→ SHORT EXERCISE
Rewrite the data below so that every "scan" becomes "photo", keeping everything else the same. Leave the pictures out of your answer.

[Entries for labeling bounding boxes]
=====
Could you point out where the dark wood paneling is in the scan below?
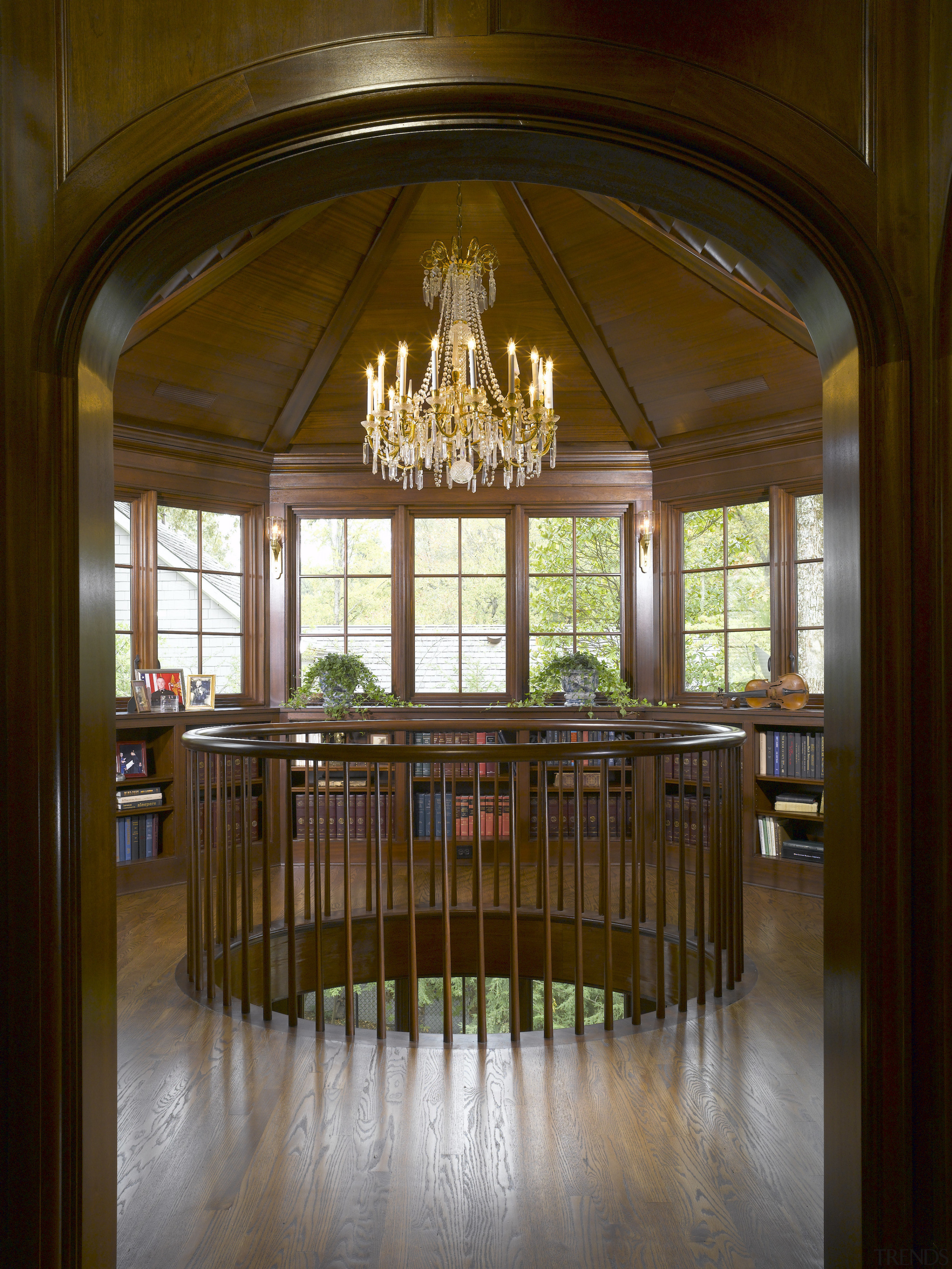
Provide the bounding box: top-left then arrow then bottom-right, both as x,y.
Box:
496,0 -> 866,151
65,0 -> 428,166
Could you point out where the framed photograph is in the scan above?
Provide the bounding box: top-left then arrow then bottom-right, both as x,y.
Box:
132,679 -> 152,713
136,670 -> 185,709
185,674 -> 215,709
116,740 -> 148,780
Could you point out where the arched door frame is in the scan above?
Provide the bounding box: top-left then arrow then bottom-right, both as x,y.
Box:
50,102 -> 913,1264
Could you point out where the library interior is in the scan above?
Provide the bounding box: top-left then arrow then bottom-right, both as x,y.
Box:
0,0 -> 952,1269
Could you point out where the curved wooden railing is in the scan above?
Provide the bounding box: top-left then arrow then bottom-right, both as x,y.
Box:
183,716 -> 744,1043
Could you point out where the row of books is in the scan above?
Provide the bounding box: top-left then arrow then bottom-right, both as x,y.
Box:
414,731 -> 499,778
414,792 -> 509,840
198,789 -> 261,846
664,793 -> 711,848
756,815 -> 824,864
116,784 -> 163,811
538,727 -> 624,766
756,727 -> 824,780
664,754 -> 711,784
198,754 -> 261,784
529,792 -> 631,841
116,812 -> 159,864
292,793 -> 390,841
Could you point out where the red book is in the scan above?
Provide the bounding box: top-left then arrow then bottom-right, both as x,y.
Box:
354,793 -> 367,841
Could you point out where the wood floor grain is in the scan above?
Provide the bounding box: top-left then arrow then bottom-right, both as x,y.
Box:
117,869 -> 823,1269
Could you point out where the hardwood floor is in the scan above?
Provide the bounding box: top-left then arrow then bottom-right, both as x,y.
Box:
118,869 -> 823,1269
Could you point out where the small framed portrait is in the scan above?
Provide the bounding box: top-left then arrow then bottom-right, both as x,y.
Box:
132,679 -> 152,713
185,674 -> 215,709
116,740 -> 148,780
136,670 -> 185,713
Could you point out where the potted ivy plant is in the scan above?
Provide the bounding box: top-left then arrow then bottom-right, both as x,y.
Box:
287,652 -> 411,718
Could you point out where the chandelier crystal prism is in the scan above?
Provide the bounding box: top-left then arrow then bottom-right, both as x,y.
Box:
363,185 -> 559,492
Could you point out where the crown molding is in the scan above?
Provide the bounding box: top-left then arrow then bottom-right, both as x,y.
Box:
273,444 -> 651,474
113,415 -> 271,472
650,410 -> 823,471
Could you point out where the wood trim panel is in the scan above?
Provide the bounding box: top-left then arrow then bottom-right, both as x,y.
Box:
495,180 -> 657,449
261,185 -> 423,452
576,189 -> 816,357
122,199 -> 334,353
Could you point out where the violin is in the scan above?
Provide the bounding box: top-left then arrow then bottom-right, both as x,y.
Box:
744,674 -> 810,709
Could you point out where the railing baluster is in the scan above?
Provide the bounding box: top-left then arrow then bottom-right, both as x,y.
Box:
711,750 -> 724,999
284,758 -> 297,1027
302,736 -> 317,921
509,763 -> 519,1043
574,758 -> 585,1036
556,758 -> 563,912
261,758 -> 271,1021
317,759 -> 328,1036
344,759 -> 354,1036
387,763 -> 396,911
217,756 -> 231,1009
235,758 -> 254,1014
441,764 -> 453,1044
403,763 -> 420,1044
325,755 -> 337,916
376,763 -> 387,1039
536,764 -> 551,1039
472,763 -> 486,1044
678,754 -> 697,1013
368,736 -> 373,912
655,755 -> 668,1018
631,758 -> 645,1027
724,750 -> 735,991
601,758 -> 614,1030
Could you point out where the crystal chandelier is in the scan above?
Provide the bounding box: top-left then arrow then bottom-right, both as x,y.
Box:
363,185 -> 559,492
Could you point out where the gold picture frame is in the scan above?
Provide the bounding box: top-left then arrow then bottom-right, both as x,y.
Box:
185,674 -> 215,709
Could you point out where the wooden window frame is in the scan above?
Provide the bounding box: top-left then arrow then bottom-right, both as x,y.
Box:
405,506 -> 520,706
657,479 -> 824,708
522,503 -> 636,693
114,486 -> 268,709
294,506 -> 402,695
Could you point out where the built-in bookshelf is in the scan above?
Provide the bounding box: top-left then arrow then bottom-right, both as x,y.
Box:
754,719 -> 825,868
116,709 -> 277,895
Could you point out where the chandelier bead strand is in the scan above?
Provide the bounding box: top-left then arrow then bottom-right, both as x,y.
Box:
363,185 -> 559,492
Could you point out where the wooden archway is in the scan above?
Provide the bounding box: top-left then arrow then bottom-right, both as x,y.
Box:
28,67 -> 913,1264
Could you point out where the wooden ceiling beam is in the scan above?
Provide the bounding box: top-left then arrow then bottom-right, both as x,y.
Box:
575,189 -> 816,357
261,185 -> 423,453
122,199 -> 335,353
495,180 -> 659,449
=====
→ RESPONSE TO THE TASK
Could you point out where the dark wood paneling is in the photo below?
Provide the bounding box: top-left then arrow then bottom-right, both as x,y.
Box:
496,0 -> 866,151
65,0 -> 428,166
Could you point out where the framed photograph is in the photo above?
Provide the bounding box: top-left then arrow then bottom-right, both as x,y.
Box:
132,679 -> 152,713
136,670 -> 185,709
185,674 -> 215,709
116,740 -> 148,780
Could you point out where the arched door frame is in the photo above?
Provide the bounding box: top-left then arrow then bottom-right, both as x,y.
Box:
50,102 -> 913,1264
Could you point out where the library interior is in the photo above?
Provide the bounding box: top-left then arrow then bottom-right, both as x,y.
Box:
0,0 -> 952,1269
Could you point out where the curved wooden railing is in the photo above?
Provide the bounding box: top-left then arrow then bottom-right, both as x,y.
Box:
183,716 -> 744,1043
Could you point out where the row of books is in the photo above?
Provide the bounding box: top-left then arrow then bottom-right, both as x,y.
Box:
414,731 -> 499,778
414,792 -> 509,840
198,789 -> 261,846
664,793 -> 711,848
756,815 -> 824,864
116,784 -> 163,811
538,727 -> 624,766
756,727 -> 824,780
664,754 -> 711,784
198,754 -> 261,784
529,792 -> 631,841
116,812 -> 159,864
292,793 -> 390,841
Could you point out where the red book is in the photo above?
Provide the bounding box: top-left then arrow then bottom-right, both as x,y.
Box:
354,793 -> 367,841
Could you point out where the wood floor grain is in the photo above?
Provide the bounding box: top-left then arrow then bottom-right, both as x,y.
Box:
117,869 -> 823,1269
Could you point out where the hardwood floor is in the photo above?
Provide the bounding box: top-left then arrow then bottom-right, both as x,y.
Box:
118,869 -> 823,1269
Could you point out where the small framed portrait is in the photo above?
Provide the bounding box: top-left then arrow then bottom-right, both as x,y.
Box:
132,679 -> 152,713
185,674 -> 215,709
116,740 -> 148,780
136,670 -> 185,713
Could you point out where the potted ivy plant is in the photo above?
Provide the bounding box: top-left then arrow then bottom-right, both as x,y.
Box:
287,652 -> 411,718
Could you point out where the chandelier crystal prism is in the photo above?
Provide the bounding box: top-left then arrow then bottom-right, both as x,y.
Box:
363,185 -> 559,492
Could you point out where the crown molding is in the photo above?
Provide the bounding box: top-left then arrow then bottom-right, both as x,y.
Box:
273,444 -> 651,474
113,415 -> 271,472
650,410 -> 823,471
Could you point out where the wood trim panel is in the photo above?
Provide the bounding box: top-left then arrow then bottom-right, both as x,y.
Box:
495,180 -> 657,449
261,185 -> 423,452
576,189 -> 816,357
122,199 -> 334,353
Could you point out where the violin is in the photo above?
Provide the bounding box: top-left then arrow then bottom-right, both as x,y.
Box:
744,674 -> 810,709
Could you point out where the railing baluster is in the photo above?
Provide the bounding box: top-left then arrow then bottom-right, both as x,y.
Box:
711,750 -> 724,999
284,758 -> 297,1027
302,736 -> 317,921
509,763 -> 519,1043
574,758 -> 585,1036
556,758 -> 563,912
261,758 -> 271,1021
317,759 -> 328,1036
344,759 -> 354,1036
387,763 -> 396,911
217,756 -> 231,1009
235,758 -> 254,1014
441,764 -> 453,1044
403,763 -> 420,1044
325,755 -> 337,916
376,763 -> 387,1039
536,764 -> 551,1039
472,763 -> 486,1044
678,754 -> 697,1013
368,736 -> 373,912
655,755 -> 668,1018
631,758 -> 645,1027
724,750 -> 735,991
601,758 -> 614,1030
Could you point out where the crystal chandelier is in the photo above?
Provide the bounding box: top-left then arrow then bottom-right, both as x,y.
Box:
363,185 -> 559,492
Could you point out where the gold picture frame is in the photo above?
Provide the bounding box: top-left then arrow then bottom-right, both as x,y.
Box:
185,674 -> 215,709
Could you point out where the wooden window frame is in the photo above?
Provide the bounding box: top-left then arrow then bottom-right, both as x,y.
Box:
405,506 -> 520,706
657,479 -> 824,708
522,503 -> 636,693
114,486 -> 268,709
294,506 -> 402,695
Could you point out where the built-in bookshelf is in the photo above?
Provide the bounding box: top-left then arrow then bottom-right, both as x,y.
Box:
754,719 -> 825,868
116,709 -> 277,895
Could you point out where the chandelier bead strand is in the photo above?
Provide the bounding box: top-left then arrow then bottom-right, both as x,y.
Box:
363,185 -> 559,492
Could you point out where the wooden archway is in the photo above?
Provide the bounding box: top-left then arrow then bottom-right, both as x,y.
Box:
28,67 -> 913,1264
Could you point out where the wooden ceiling beam is in the photo above?
Provide the bounding box: top-left then arrow then bottom-right, both as x,y.
Box:
575,189 -> 816,357
261,185 -> 423,453
122,199 -> 335,353
495,180 -> 659,449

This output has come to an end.